#### [AIM A]
In the text on preferred-language extraction, which languages is JustFax offered in?
#### [AIM B]
Return everything from "The middleware takes" down to "of my application." in the text on preferred-language extraction.

As I said, Accept-Header is an array of language identifiers and quality values, separated by comma. Therefor, I break the string by the comma character, and map it to my custom AcceptedLanguage struct.

Extracting preferred language

Next step, is to create a middleware that will extract the preferred language of the user. The purpose of this middleware, is to look at the Accept-Language header, and compare the values to our supported languages. JustFax is offered in English, German, and French, and their all defined in a toml config:

supported_languages = ["en", "de", "fr"]

The middleware is not that hard:

#[derive(Clone)]
pub struct PreferredLanguage(pub Option<LanguageIdentifier>);

pub async fn extract_preferred_language<B>(
    request: Request<B>,
    next: Next<B>,
) -> impl IntoResponse {
    let config = get_config();

    let span = tracing::span!(Level::TRACE, "preferred language extraction");
    let _enter = span.enter();

    let (mut parts, body) = request.into_parts();

    let preferred_lang: Option<LanguageIdentifier> =
        if let Ok(TypedHeader(accept)) = parts.extract::<TypedHeader<AcceptLanguage>>().await {
            accept
                .0
                .iter()
                .filter_map(|lang| lang.value.parse::<LanguageIdentifier>().ok())
                .filter(|lang| config.locale.supported_languages.contains(lang))
                .collect::<Vec<LanguageIdentifier>>()
                .first()
                .map(|lang| lang.to_owned())
        } else {
            None
        };

    tracing::event!(
        Level::TRACE,
        "extracted preferred language: {:?}",
        preferred_lang
    );

    let mut request = Request::from_parts(parts, body);
    request
        .extensions_mut()
        .insert(PreferredLanguage(preferred_lang));

    next.run(request).await
}

The middleware takes the Accept-Language that we’ve created earlier, map each language to LanguageIdentifier, and filter out the ones that are not supported. If you look again at the Accept-Language header that we’ve implemented, it spits out a sorted array of languages based on quality. Therefore, we are guaranteed to pick the most preferred language that both the user, and our website, support.

Once we identified the preferred language, we put it in a axum extension, for future handlers to extract. Keep in mind that it can be None for cases where none of the languages in the Accept-Langauge header are supported by us (or the header is empty/invalid). In that case, I default to English as this is the main language of my application.

Step two—serving localized pages

We now have a way to extract user’s preferred language, using cutting-edge technology GeoIP Accept-Language header. The next step, is to serve the content in each language.

#### [ITEMS]
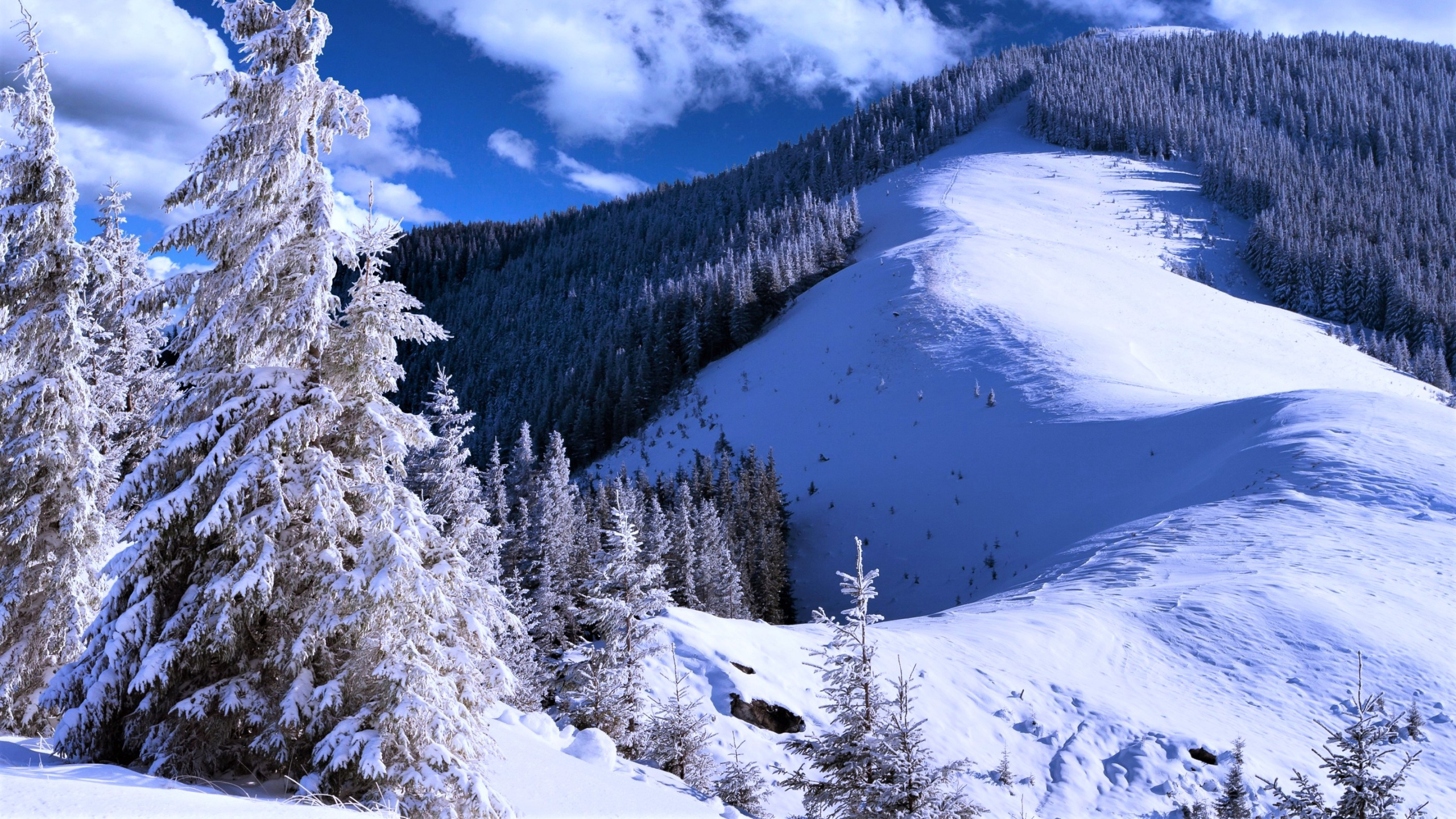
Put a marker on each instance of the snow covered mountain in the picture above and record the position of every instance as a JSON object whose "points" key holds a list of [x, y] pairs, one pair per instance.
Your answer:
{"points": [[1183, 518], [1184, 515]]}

--

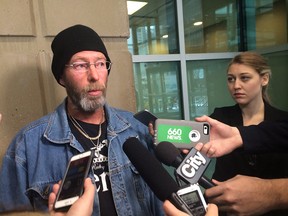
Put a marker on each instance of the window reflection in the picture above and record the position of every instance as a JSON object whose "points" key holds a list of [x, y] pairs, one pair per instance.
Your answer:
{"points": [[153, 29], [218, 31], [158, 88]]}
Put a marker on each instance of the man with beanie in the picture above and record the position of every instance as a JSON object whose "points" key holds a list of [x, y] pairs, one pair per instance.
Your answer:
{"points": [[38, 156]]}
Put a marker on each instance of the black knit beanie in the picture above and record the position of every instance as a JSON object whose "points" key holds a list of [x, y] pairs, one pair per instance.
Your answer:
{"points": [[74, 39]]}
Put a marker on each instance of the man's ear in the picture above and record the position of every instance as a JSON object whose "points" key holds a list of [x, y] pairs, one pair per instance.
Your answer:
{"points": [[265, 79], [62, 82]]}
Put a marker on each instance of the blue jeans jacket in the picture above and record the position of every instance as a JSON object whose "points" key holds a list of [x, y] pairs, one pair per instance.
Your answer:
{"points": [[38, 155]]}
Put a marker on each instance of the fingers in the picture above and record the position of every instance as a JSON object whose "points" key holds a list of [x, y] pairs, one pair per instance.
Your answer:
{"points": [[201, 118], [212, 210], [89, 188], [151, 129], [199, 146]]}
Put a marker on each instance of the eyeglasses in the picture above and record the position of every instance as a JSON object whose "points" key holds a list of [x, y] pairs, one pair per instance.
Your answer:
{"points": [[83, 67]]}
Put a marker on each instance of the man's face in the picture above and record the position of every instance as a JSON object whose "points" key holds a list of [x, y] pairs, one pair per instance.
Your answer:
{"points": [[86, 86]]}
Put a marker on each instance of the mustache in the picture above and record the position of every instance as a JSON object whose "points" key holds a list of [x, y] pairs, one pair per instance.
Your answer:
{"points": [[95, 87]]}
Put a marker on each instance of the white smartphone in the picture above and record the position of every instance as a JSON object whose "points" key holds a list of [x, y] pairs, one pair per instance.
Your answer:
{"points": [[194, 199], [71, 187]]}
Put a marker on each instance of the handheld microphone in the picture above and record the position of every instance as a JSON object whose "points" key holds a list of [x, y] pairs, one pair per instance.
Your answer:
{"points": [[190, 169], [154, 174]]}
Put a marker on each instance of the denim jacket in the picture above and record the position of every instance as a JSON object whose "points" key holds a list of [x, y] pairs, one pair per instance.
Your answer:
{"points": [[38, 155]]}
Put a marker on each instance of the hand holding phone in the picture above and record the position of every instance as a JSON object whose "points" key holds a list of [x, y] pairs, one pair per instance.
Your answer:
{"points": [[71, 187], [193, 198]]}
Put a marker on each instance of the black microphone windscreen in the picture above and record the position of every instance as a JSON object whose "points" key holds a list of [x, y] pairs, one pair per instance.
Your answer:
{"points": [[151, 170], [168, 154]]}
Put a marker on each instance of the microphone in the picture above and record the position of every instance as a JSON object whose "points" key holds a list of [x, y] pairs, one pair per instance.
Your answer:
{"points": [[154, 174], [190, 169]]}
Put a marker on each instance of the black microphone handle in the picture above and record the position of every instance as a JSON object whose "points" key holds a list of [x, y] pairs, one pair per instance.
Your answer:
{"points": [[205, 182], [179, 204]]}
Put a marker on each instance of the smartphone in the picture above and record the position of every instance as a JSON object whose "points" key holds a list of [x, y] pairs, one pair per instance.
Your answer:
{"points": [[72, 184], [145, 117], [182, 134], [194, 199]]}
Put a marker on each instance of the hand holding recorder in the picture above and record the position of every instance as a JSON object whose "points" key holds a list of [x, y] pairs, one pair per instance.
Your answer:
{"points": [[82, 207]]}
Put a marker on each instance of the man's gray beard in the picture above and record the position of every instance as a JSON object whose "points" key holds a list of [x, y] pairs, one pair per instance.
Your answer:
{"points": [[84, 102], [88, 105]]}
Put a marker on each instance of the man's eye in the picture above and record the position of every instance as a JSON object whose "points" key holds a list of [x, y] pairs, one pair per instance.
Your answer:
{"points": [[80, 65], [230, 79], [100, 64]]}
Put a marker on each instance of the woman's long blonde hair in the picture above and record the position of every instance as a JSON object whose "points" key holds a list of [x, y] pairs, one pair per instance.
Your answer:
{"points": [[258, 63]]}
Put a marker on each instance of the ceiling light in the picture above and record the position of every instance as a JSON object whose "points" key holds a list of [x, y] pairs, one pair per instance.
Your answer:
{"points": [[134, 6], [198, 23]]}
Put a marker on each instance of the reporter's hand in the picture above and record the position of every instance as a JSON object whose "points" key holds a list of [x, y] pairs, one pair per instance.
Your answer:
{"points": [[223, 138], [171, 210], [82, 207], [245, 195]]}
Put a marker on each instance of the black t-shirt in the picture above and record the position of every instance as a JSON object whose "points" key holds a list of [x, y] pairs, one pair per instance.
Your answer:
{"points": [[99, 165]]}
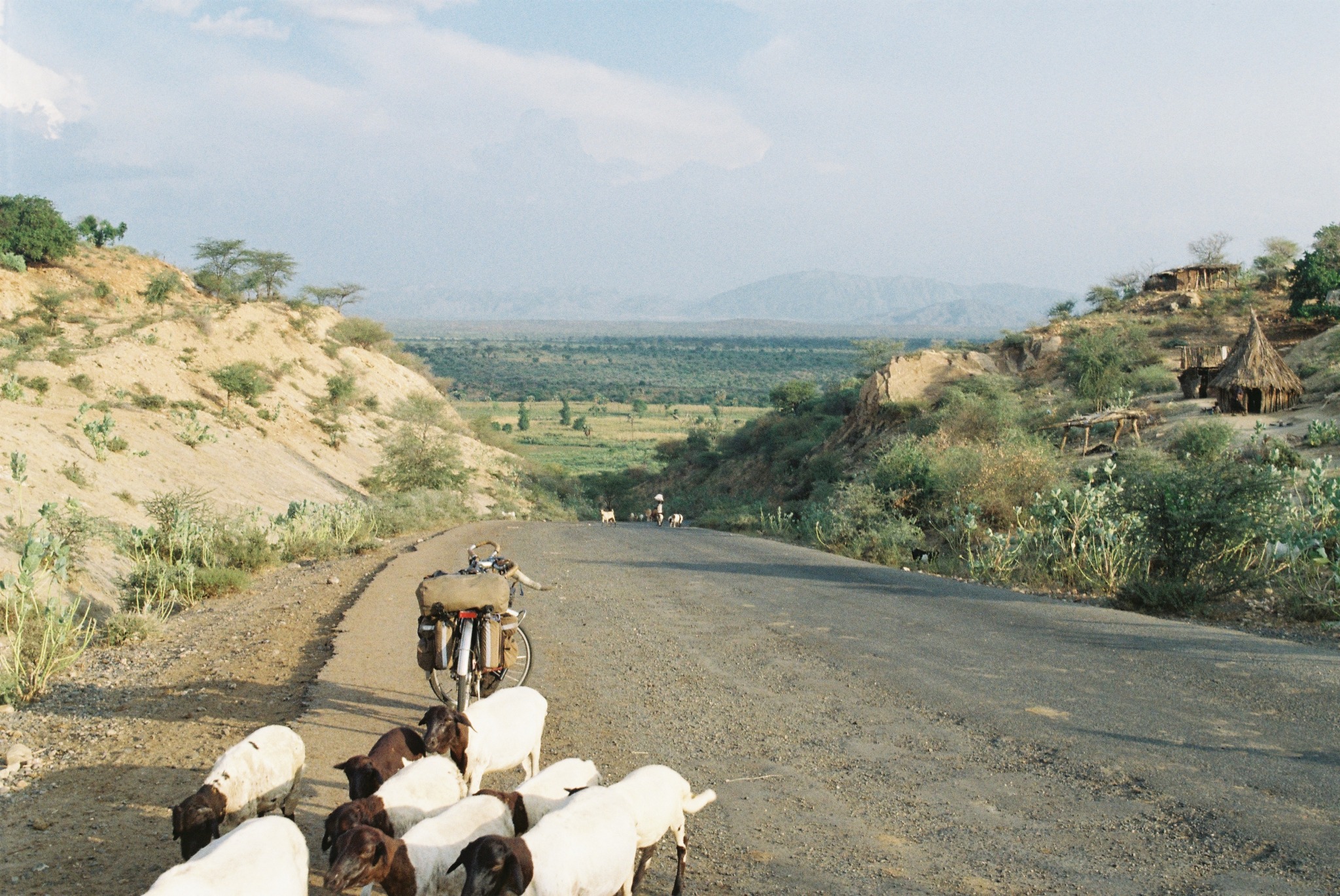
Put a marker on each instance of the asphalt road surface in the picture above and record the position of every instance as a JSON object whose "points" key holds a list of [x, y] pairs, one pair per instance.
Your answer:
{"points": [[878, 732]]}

---

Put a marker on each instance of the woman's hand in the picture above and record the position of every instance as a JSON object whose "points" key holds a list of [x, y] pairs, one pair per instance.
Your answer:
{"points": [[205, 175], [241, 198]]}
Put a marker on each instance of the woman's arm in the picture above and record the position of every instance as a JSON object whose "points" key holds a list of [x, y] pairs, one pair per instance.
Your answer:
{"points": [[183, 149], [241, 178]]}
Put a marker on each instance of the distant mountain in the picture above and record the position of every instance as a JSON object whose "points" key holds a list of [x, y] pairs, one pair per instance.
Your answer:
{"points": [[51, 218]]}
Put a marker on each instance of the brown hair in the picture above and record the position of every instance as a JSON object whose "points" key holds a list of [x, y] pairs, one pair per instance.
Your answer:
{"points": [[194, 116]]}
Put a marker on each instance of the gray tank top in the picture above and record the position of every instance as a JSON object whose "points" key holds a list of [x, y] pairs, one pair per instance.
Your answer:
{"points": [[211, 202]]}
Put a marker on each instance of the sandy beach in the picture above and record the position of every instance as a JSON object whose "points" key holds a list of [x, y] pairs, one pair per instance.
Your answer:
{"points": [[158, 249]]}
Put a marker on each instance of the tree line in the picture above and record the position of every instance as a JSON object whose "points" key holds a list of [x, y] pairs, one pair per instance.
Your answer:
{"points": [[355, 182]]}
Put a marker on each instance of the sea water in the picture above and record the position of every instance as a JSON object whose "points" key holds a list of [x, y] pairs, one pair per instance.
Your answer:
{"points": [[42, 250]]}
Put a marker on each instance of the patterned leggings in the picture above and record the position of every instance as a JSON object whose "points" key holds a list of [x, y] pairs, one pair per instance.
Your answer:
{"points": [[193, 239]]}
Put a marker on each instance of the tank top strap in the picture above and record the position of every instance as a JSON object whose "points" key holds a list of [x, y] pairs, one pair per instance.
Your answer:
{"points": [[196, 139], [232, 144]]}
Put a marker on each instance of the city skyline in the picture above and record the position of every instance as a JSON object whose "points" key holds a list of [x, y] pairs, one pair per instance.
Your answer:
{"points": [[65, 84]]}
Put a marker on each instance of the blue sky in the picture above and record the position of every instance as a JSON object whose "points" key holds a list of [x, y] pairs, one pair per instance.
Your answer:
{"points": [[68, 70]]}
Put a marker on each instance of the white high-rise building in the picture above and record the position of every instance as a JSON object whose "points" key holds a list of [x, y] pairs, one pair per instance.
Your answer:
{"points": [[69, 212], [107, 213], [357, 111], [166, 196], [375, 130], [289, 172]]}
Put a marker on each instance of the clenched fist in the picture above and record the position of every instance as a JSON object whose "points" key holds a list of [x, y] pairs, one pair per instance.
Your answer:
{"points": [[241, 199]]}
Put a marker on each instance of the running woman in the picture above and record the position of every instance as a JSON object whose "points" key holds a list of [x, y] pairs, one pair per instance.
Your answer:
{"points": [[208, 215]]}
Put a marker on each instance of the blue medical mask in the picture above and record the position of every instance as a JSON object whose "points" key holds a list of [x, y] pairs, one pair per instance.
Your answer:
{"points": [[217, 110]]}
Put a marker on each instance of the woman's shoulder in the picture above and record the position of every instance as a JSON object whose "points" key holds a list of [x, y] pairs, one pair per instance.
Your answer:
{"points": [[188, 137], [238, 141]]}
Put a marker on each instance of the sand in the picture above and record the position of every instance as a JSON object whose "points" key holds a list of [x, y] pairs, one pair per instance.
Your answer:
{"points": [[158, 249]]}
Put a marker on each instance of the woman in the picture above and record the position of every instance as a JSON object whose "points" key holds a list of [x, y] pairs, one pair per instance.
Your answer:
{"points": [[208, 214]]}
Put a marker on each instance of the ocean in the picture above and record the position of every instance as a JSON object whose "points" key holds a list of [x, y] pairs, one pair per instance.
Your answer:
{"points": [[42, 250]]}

#### [COMPLETE RESPONSE A]
English, German, and French.

#### [COMPLETE RESPONSE B]
The middleware takes the Accept-Language that we’ve created earlier, map each language to LanguageIdentifier, and filter out the ones that are not supported. If you look again at the Accept-Language header that we’ve implemented, it spits out a sorted array of languages based on quality. Therefore, we are guaranteed to pick the most preferred language that both the user, and our website, support.

Once we identified the preferred language, we put it in a axum extension, for future handlers to extract. Keep in mind that it can be None for cases where none of the languages in the Accept-Langauge header are supported by us (or the header is empty/invalid). In that case, I default to English as this is the main language of my application.